### STATED GOAL
From the forum thread on sentiment analysis below, reproduce verbatim the stretch from "Closed 9 years" through "will be getting)".

### DOCUMENT PASSAGE

****************************************

Closed. This question is opinion-based. It is not currently accepting answers.
Want to improve this question? Update the question so it can be answered with facts and citations by editing this post.
Closed 9 years ago.
Improve this question
My requirement is taking in news articles and determining if they are positive or negative about a subject. I am taking the approach outlined below, but I keep reading NLP may be of use here. All that I have read has pointed at NLP detecting opinion from fact, which I don't think would matter much in my case. I'm wondering two things:
1) Why wouldn't my algorithm work and/or how can I improve it? ( I know sarcasm would probably be a pitfall, but again I don't see that occurring much in the type of news we will be getting)
2) How would NLP help, why should I use it?
My algorithmic approach (I have dictionaries of positive, negative, and negation words):
1) Count number of positive and negative words in article
2) If a negation word is found with 2 or 3 words of the positive or negative word, (ie: NOT the best) negate the score.
3) Multiply the scores by weights that have been manually assigned to each word. (1.0 to start)
4) Add up the totals for positive and negative to get the sentiment score.
I don't think there's anything particularly wrong with your algorithm, it's a fairly straightforward and practical way to go, but there are a lot of situations where it will get make mistakes.
Ambiguous sentiment words - "This product works terribly" vs. "This product is terribly good"
Missed negations - "I would never in a millions years say that this product is worth buying"
Quoted/Indirect text - "My dad says this product is terrible, but I disagree"
Comparisons - "This product is about as useful as a hole in the head"
Anything subtle - "This product is ugly, slow and uninspiring, but it's the only thing on the market that does the job"
I'm using product reviews for examples instead of news stories, but you get the idea. In fact, news articles are probably harder because they will often try to show both sides of an argument and tend to use a certain style to convey a point. The final example is quite common in opinion pieces, for example.
As far as NLP helping you with any of this, word sense disambiguation (or even just part-of-speech tagging) may help with (1), syntactic parsing might help with the long range dependencies in (2), some kind of chunking might help with (3). It's all research level work though, there's nothing that I know of that you can directly use. Issues (4) and (5) are a lot harder, I throw up my hands and give up at this point.
I'd stick with the approach you have and look at the output carefully to see if it is doing what you want. Of course that then raises the issue of what you want you understand the definition of "sentiment" to be in the first place...
my favorite example is "just read the book". it contains no explicit sentiment word and it is highly depending on the context. If it apears in a movie review it means that the-movie-sucks-it's-a-waste-of-your-time-but-the-book-is-good. However, if it is in a book review it delivers a positive sentiment.
And what about - "this is the smallest [mobile] phone in the market". back in the '90, it was a great praise. Today it may indicate that it is a way too small.

****************************************

[Point-based annotation data]
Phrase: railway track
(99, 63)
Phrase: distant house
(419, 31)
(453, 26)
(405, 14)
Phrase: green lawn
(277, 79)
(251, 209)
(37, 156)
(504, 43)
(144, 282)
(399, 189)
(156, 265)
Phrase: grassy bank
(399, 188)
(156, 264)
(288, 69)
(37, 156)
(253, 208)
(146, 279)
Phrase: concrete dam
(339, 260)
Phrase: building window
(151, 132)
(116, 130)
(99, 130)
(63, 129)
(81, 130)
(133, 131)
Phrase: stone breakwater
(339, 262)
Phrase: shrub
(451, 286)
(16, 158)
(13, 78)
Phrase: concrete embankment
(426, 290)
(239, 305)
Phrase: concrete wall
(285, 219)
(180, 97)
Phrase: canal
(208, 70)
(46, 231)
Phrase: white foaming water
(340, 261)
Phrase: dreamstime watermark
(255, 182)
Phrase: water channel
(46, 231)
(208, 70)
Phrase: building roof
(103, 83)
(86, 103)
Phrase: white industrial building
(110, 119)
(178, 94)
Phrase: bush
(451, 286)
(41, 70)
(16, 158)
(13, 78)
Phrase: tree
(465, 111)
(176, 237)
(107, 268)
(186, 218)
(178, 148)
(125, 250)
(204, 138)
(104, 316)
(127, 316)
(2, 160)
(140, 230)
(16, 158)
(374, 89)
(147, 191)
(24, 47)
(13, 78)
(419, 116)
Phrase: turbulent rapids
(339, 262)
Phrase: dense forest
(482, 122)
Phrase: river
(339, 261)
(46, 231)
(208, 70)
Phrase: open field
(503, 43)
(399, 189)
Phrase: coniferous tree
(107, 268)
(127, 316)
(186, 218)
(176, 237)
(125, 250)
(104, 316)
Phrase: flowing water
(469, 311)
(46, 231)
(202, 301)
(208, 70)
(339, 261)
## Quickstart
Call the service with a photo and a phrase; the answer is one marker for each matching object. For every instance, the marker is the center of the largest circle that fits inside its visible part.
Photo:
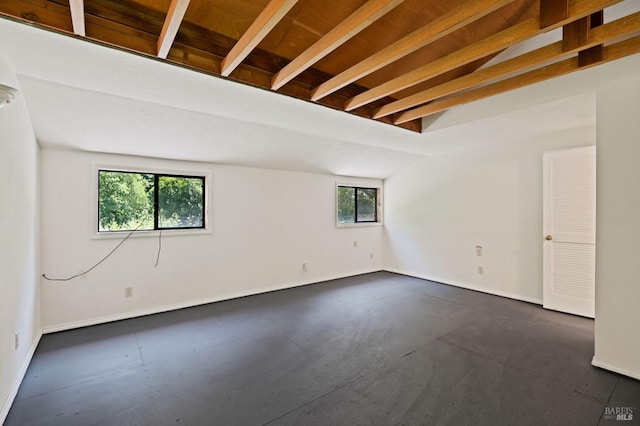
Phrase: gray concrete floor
(376, 349)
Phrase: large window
(149, 201)
(357, 205)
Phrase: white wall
(19, 284)
(265, 223)
(618, 225)
(441, 208)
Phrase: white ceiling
(89, 97)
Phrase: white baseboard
(191, 303)
(16, 384)
(611, 367)
(510, 295)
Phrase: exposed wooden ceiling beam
(623, 27)
(177, 9)
(553, 11)
(358, 21)
(495, 43)
(611, 53)
(77, 16)
(435, 30)
(264, 23)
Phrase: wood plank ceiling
(395, 61)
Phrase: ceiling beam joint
(355, 23)
(264, 23)
(176, 12)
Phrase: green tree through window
(144, 201)
(357, 204)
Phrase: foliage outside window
(357, 205)
(148, 201)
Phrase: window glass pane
(366, 204)
(125, 201)
(346, 204)
(180, 202)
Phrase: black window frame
(156, 200)
(355, 209)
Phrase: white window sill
(109, 235)
(358, 225)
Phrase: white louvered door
(569, 226)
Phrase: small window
(149, 201)
(357, 205)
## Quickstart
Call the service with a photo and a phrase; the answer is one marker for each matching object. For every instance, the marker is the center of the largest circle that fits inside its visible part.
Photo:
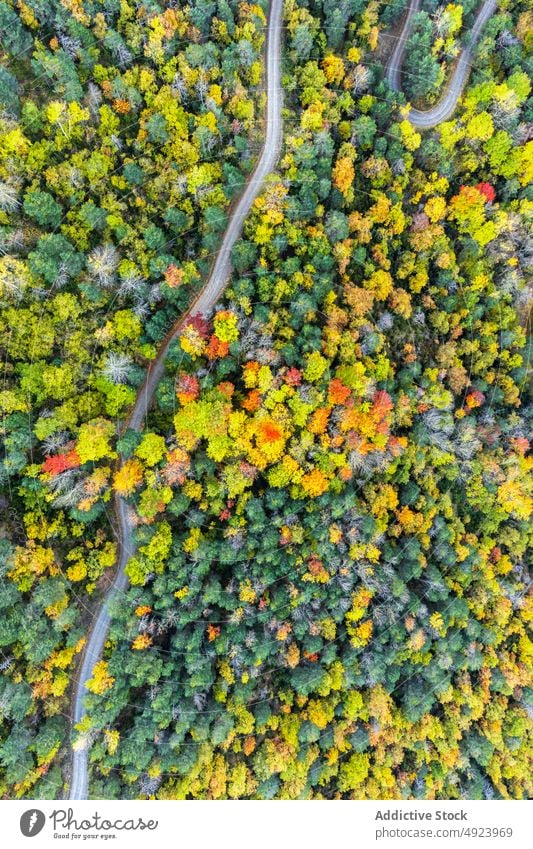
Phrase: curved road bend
(426, 119)
(203, 304)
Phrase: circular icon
(32, 822)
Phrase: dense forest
(333, 490)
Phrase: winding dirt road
(203, 304)
(426, 119)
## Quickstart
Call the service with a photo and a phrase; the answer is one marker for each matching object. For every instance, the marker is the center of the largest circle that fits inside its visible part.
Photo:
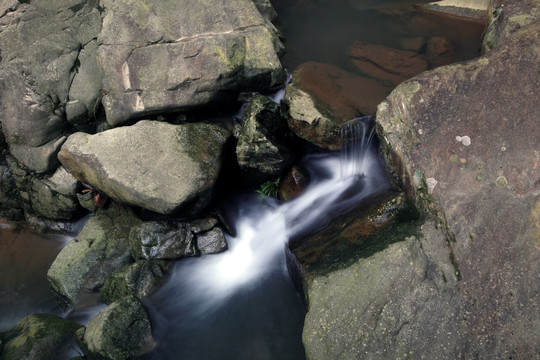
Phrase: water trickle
(247, 290)
(356, 138)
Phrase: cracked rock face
(154, 62)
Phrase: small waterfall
(356, 138)
(247, 290)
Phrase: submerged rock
(140, 279)
(157, 166)
(176, 55)
(85, 262)
(322, 97)
(121, 331)
(38, 337)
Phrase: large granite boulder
(157, 166)
(85, 262)
(121, 331)
(41, 42)
(463, 141)
(175, 55)
(38, 337)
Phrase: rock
(385, 63)
(40, 44)
(140, 279)
(211, 242)
(293, 184)
(153, 240)
(322, 97)
(85, 262)
(38, 337)
(372, 307)
(490, 222)
(119, 332)
(261, 149)
(211, 53)
(127, 164)
(352, 228)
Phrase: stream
(243, 304)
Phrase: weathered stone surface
(128, 164)
(38, 337)
(121, 331)
(322, 97)
(101, 247)
(261, 150)
(140, 279)
(162, 241)
(202, 52)
(36, 76)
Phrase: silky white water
(244, 279)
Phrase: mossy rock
(37, 337)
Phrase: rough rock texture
(322, 97)
(153, 240)
(40, 42)
(209, 48)
(38, 337)
(261, 150)
(154, 165)
(463, 140)
(121, 331)
(140, 279)
(85, 262)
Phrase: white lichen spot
(465, 140)
(431, 183)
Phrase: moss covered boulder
(119, 332)
(157, 166)
(38, 337)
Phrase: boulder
(261, 150)
(153, 240)
(38, 337)
(210, 52)
(119, 332)
(387, 64)
(140, 279)
(322, 97)
(40, 42)
(128, 163)
(462, 141)
(85, 262)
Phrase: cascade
(250, 279)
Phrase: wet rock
(293, 183)
(261, 149)
(322, 97)
(212, 241)
(101, 247)
(386, 63)
(140, 279)
(484, 191)
(127, 164)
(121, 331)
(153, 240)
(38, 337)
(350, 229)
(210, 53)
(36, 76)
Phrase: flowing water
(241, 304)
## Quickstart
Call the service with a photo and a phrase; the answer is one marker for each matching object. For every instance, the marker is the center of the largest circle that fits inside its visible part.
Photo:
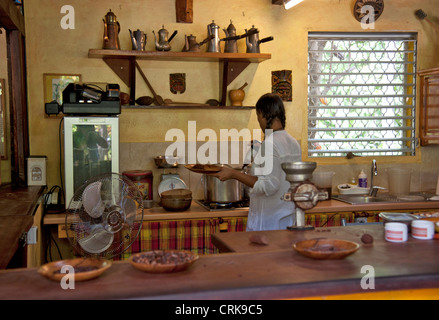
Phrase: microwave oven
(91, 148)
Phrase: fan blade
(99, 241)
(130, 209)
(91, 198)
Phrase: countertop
(16, 217)
(254, 272)
(327, 206)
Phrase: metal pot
(219, 191)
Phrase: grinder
(302, 192)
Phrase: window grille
(361, 94)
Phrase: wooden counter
(273, 272)
(334, 206)
(328, 206)
(17, 206)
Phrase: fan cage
(115, 189)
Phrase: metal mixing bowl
(177, 204)
(166, 162)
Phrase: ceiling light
(288, 4)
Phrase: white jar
(422, 229)
(395, 232)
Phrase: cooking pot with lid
(218, 191)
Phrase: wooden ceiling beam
(10, 17)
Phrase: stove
(214, 206)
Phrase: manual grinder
(302, 192)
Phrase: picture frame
(55, 83)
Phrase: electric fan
(104, 216)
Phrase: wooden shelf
(178, 56)
(123, 63)
(189, 107)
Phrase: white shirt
(267, 211)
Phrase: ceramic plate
(163, 261)
(322, 248)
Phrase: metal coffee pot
(162, 43)
(214, 44)
(252, 41)
(111, 31)
(191, 44)
(231, 44)
(138, 40)
(231, 38)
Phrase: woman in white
(267, 179)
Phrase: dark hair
(271, 106)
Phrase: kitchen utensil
(400, 217)
(237, 96)
(176, 194)
(143, 179)
(302, 192)
(323, 180)
(124, 98)
(213, 33)
(163, 42)
(252, 41)
(322, 248)
(218, 191)
(203, 168)
(170, 184)
(176, 199)
(144, 101)
(231, 44)
(395, 232)
(158, 99)
(176, 205)
(399, 181)
(191, 44)
(422, 229)
(163, 261)
(85, 268)
(111, 31)
(138, 40)
(166, 162)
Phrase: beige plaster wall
(50, 49)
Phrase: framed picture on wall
(55, 83)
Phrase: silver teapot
(138, 40)
(252, 41)
(163, 43)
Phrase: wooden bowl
(322, 248)
(163, 261)
(85, 268)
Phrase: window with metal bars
(361, 94)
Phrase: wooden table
(272, 272)
(17, 206)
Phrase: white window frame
(320, 143)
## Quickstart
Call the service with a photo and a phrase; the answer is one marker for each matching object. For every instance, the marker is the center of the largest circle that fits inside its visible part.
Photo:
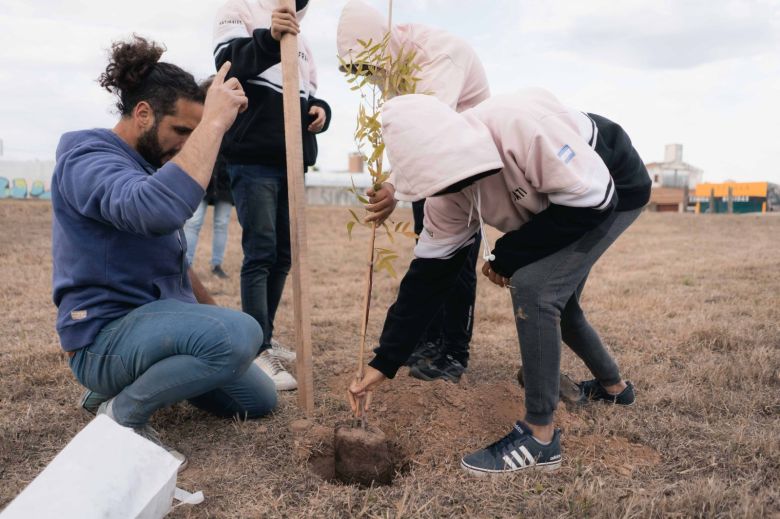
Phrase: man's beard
(149, 147)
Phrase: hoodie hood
(431, 147)
(359, 21)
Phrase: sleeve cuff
(499, 268)
(179, 182)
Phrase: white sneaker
(272, 367)
(147, 432)
(284, 353)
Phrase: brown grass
(689, 305)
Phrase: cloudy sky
(704, 73)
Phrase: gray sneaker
(146, 431)
(282, 352)
(90, 401)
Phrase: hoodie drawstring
(486, 254)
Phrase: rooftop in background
(673, 171)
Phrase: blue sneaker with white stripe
(516, 451)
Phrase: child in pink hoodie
(451, 71)
(562, 185)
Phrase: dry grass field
(689, 304)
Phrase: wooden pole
(364, 324)
(730, 201)
(297, 201)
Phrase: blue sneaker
(516, 451)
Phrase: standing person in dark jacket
(218, 194)
(562, 185)
(128, 313)
(247, 33)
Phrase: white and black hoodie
(242, 36)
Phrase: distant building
(672, 180)
(22, 179)
(737, 197)
(673, 172)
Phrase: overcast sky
(704, 73)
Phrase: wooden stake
(364, 324)
(297, 202)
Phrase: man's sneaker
(443, 367)
(568, 390)
(147, 432)
(426, 351)
(284, 353)
(272, 367)
(90, 401)
(593, 390)
(516, 451)
(217, 271)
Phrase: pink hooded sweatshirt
(544, 150)
(450, 69)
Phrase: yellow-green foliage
(377, 76)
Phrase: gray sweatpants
(546, 296)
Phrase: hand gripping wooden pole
(297, 201)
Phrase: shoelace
(274, 363)
(504, 444)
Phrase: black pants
(453, 323)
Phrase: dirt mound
(435, 423)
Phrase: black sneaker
(516, 451)
(443, 367)
(217, 271)
(424, 351)
(568, 390)
(593, 390)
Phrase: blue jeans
(192, 227)
(168, 351)
(260, 194)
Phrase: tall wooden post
(712, 202)
(297, 202)
(730, 201)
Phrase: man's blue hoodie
(117, 241)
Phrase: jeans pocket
(105, 374)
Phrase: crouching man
(127, 315)
(562, 185)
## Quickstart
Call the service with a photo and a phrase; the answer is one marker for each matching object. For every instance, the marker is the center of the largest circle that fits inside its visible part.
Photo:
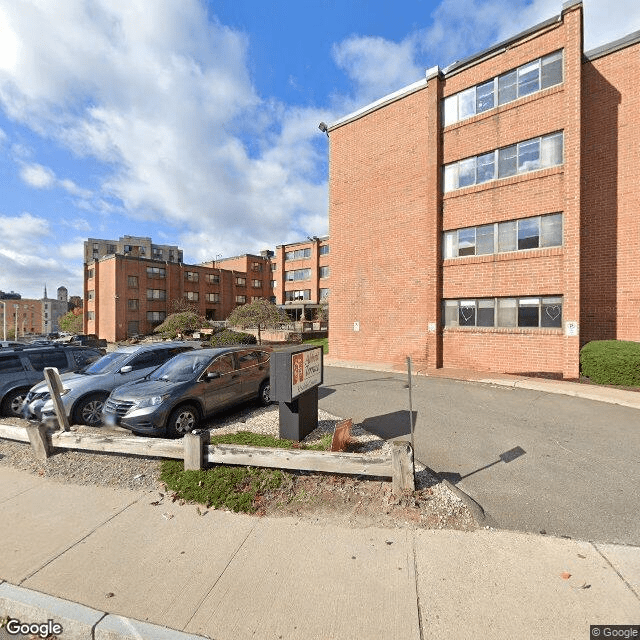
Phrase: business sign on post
(306, 371)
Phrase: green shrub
(611, 362)
(234, 488)
(228, 337)
(181, 322)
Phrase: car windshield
(181, 368)
(107, 364)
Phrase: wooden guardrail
(197, 453)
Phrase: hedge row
(611, 362)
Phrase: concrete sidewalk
(611, 395)
(229, 576)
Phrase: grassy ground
(323, 342)
(224, 486)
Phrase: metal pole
(410, 403)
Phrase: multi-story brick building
(135, 246)
(301, 276)
(129, 294)
(500, 208)
(27, 316)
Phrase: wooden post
(54, 383)
(39, 442)
(194, 448)
(402, 465)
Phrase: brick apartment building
(127, 294)
(501, 206)
(29, 316)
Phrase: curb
(476, 510)
(78, 621)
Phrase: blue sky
(196, 123)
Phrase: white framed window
(533, 76)
(298, 254)
(534, 312)
(302, 294)
(297, 274)
(523, 157)
(514, 235)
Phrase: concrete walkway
(117, 566)
(576, 389)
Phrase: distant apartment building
(486, 216)
(300, 276)
(130, 294)
(33, 317)
(141, 247)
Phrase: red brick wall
(385, 226)
(610, 259)
(378, 193)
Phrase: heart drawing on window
(553, 311)
(467, 313)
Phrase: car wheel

****************************************

### EXERCISE RESPONSE
Closed 9 years ago.
Improve this question
My requirement is taking in news articles and determining if they are positive or negative about a subject. I am taking the approach outlined below, but I keep reading NLP may be of use here. All that I have read has pointed at NLP detecting opinion from fact, which I don't think would matter much in my case. I'm wondering two things:
1) Why wouldn't my algorithm work and/or how can I improve it? ( I know sarcasm would probably be a pitfall, but again I don't see that occurring much in the type of news we will be getting)